● **Aufgabenstellung**
Kannst du bitte sagen, als was man die Unsichtbaren laut dem vorliegenden Text in der Regel abtut?

● **Vorliegender Text**
Und dann – irgendwann – kommen die Tage, an denen du durch den Tag funktionierst, wie ein Roboter. Zähneputzen, pullern, ab ins Bett. Wieder und wieder. Der Alltag dreht sich weiter, doch du bleibst stehen. Und das Schlimme ist: Niemand bemerkt es. Niemand fragt nach dem, was du durchgemacht hast. Niemand hört zu. Niemand sieht die Wunden, die tief in dir verborgen sind. Und so bleibt alles, was du je erlebt hast, verborgen hinter einem Lächeln, einem höflichen Nicken oder einem Blick, der niemandem etwas verrät.
Und wenn du einmal hinschaust, dann siehst du sie – die Unsichtbaren. Menschen, die so tun, als wäre alles in Ordnung, aber deren Augen leer sind, deren Herzen erlahmt sind, deren Körper von einer unsichtbaren Last zerdrückt werden. Diese Menschen sind in der Regel diejenigen, die man als „Penner“ oder „Verschrobene“ abtut. Doch was weißt du wirklich über sie? Was weißt du darüber, was sie durchgemacht haben? Es gibt diese Menschen, die immer wieder in toxischen Beziehungen bleiben, die sich selbst nicht mehr erkennen, die glauben, es sei alles ihre Schuld. Aber wer fragt nach dem, was sie erlebt haben? Wer fragt, was sie so gemacht hat, wie sie sind? Niemand. Wir urteilen, wir schauen weg, wir lassen sie in ihrer Qual.
Es kann jeden treffen, denk mal darüber nach.
Die Welt ist komplex. Es gibt keine schnellen Antworten. Viele Menschen – auch die, die in toxischen Beziehungen stecken – haben gelernt, sich selbst zu unterdrücken. Sie haben gelernt, zu schweigen, sich zu verstecken, sich zu opfern. Die Antwort auf die Frage „Warum bist du so geworden?“ kann so schmerzhaft sein, dass sie nie ausgesprochen wird. Doch wir müssen uns die Zeit nehmen, zuzuhören. Wir müssen uns die Zeit nehmen, uns nicht nur mit uns selbst zu beschäftigen, sondern auch mit denen, die wir als „anders“ wahrnehmen. Denn niemand ist wirklich „anders“. Jeder hat seine eigene Geschichte, seine eigenen Narben, die ihn geprägt haben.

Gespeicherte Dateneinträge
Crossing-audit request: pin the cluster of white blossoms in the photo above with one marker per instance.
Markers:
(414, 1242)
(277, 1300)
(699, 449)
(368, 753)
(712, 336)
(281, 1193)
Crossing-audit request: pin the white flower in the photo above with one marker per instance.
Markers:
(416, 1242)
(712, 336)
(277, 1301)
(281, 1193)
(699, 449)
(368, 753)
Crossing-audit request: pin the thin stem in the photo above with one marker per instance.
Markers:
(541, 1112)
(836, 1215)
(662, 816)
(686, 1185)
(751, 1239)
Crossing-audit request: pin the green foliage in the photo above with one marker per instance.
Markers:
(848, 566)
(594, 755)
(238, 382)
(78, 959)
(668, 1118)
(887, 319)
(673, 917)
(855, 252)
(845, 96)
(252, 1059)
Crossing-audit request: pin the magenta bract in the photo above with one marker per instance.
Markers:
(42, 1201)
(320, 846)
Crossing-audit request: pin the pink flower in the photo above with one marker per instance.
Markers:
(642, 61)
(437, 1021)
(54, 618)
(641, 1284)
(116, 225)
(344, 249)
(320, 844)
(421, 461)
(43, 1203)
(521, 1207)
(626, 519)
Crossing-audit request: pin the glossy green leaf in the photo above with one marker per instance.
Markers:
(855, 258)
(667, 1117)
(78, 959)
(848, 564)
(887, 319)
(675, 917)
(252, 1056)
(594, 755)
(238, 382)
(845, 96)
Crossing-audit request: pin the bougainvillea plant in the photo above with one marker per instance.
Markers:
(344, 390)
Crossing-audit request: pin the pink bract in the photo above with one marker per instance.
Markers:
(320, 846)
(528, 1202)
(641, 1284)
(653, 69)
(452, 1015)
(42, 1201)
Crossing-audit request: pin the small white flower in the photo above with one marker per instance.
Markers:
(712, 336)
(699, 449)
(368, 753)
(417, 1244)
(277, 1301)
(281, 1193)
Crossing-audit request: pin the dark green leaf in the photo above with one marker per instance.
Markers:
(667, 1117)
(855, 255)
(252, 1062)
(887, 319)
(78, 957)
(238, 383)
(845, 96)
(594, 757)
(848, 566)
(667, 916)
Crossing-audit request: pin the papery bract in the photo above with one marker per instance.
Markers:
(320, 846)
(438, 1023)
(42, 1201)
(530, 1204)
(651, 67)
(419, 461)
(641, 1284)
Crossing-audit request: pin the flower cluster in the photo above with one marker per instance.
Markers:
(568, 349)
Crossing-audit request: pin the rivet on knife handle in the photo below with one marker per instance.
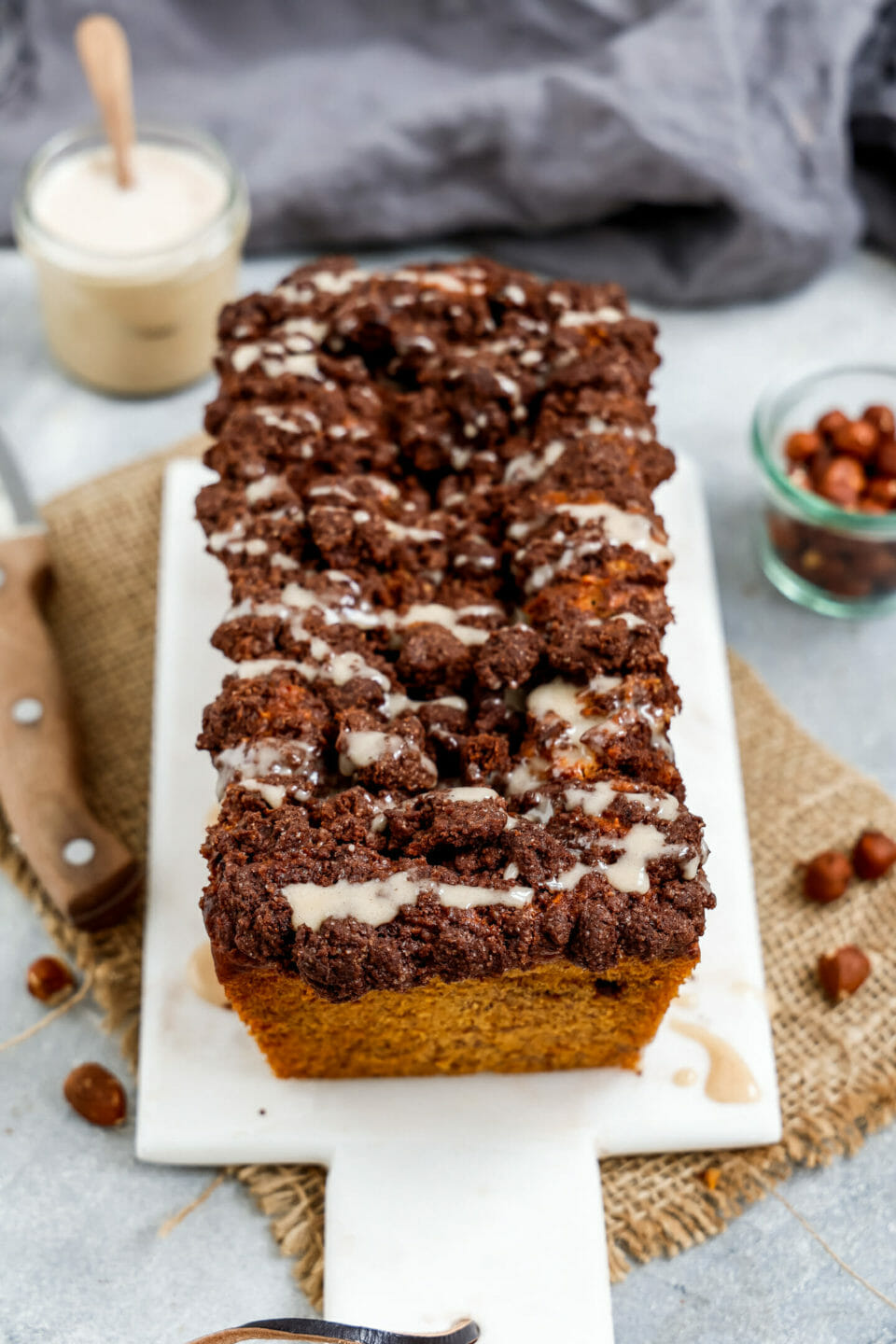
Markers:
(89, 874)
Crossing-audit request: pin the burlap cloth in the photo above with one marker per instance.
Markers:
(835, 1065)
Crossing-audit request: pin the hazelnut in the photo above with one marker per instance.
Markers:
(883, 492)
(802, 445)
(886, 457)
(875, 854)
(826, 876)
(859, 439)
(881, 418)
(843, 972)
(819, 465)
(831, 422)
(841, 482)
(49, 980)
(95, 1094)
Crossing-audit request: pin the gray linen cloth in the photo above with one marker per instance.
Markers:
(699, 151)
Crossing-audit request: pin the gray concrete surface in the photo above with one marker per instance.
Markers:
(79, 1255)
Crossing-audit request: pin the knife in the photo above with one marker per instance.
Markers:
(328, 1332)
(88, 873)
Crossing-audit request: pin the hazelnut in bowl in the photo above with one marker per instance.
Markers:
(826, 451)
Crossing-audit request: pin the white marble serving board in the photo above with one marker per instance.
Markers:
(446, 1175)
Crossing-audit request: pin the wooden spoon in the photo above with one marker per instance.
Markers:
(105, 57)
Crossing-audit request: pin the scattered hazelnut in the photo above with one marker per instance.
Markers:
(49, 980)
(826, 876)
(843, 972)
(875, 854)
(95, 1094)
(831, 422)
(802, 445)
(881, 418)
(857, 439)
(886, 457)
(841, 482)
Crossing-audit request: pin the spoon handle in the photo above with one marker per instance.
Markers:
(105, 57)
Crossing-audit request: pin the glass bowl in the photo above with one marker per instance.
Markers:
(832, 559)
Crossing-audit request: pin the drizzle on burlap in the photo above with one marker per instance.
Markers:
(835, 1071)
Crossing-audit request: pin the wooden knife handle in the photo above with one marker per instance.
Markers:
(89, 874)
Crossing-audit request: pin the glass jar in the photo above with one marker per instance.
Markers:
(832, 559)
(136, 320)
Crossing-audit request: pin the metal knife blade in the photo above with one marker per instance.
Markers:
(85, 870)
(16, 507)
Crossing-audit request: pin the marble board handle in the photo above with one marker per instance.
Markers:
(85, 870)
(500, 1227)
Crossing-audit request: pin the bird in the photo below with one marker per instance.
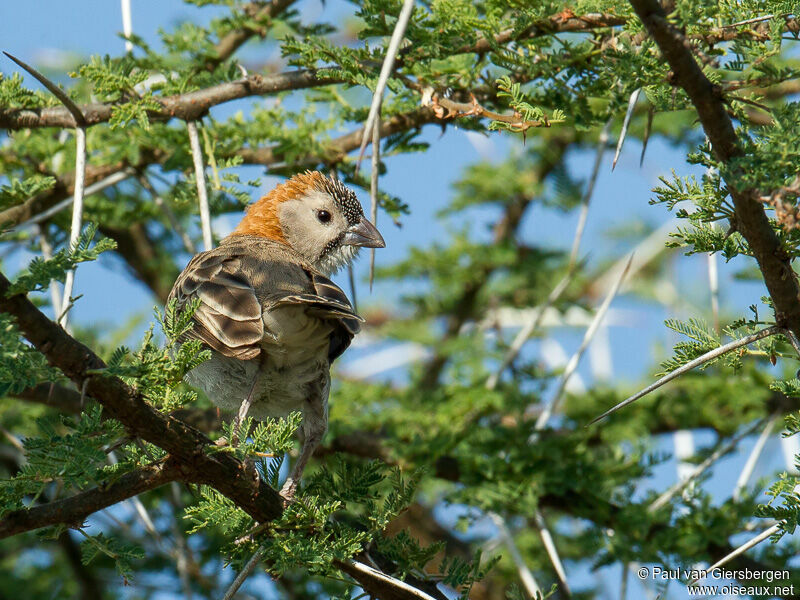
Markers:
(268, 312)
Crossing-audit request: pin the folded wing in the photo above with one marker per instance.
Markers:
(229, 316)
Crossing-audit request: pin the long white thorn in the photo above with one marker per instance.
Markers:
(544, 417)
(200, 178)
(752, 459)
(77, 218)
(244, 573)
(552, 552)
(373, 188)
(711, 355)
(127, 27)
(388, 579)
(531, 326)
(754, 541)
(97, 186)
(525, 575)
(169, 213)
(602, 142)
(386, 70)
(47, 254)
(627, 121)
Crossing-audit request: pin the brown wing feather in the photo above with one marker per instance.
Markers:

● **Lösung**
Als „Penner“ oder „Verschrobene“.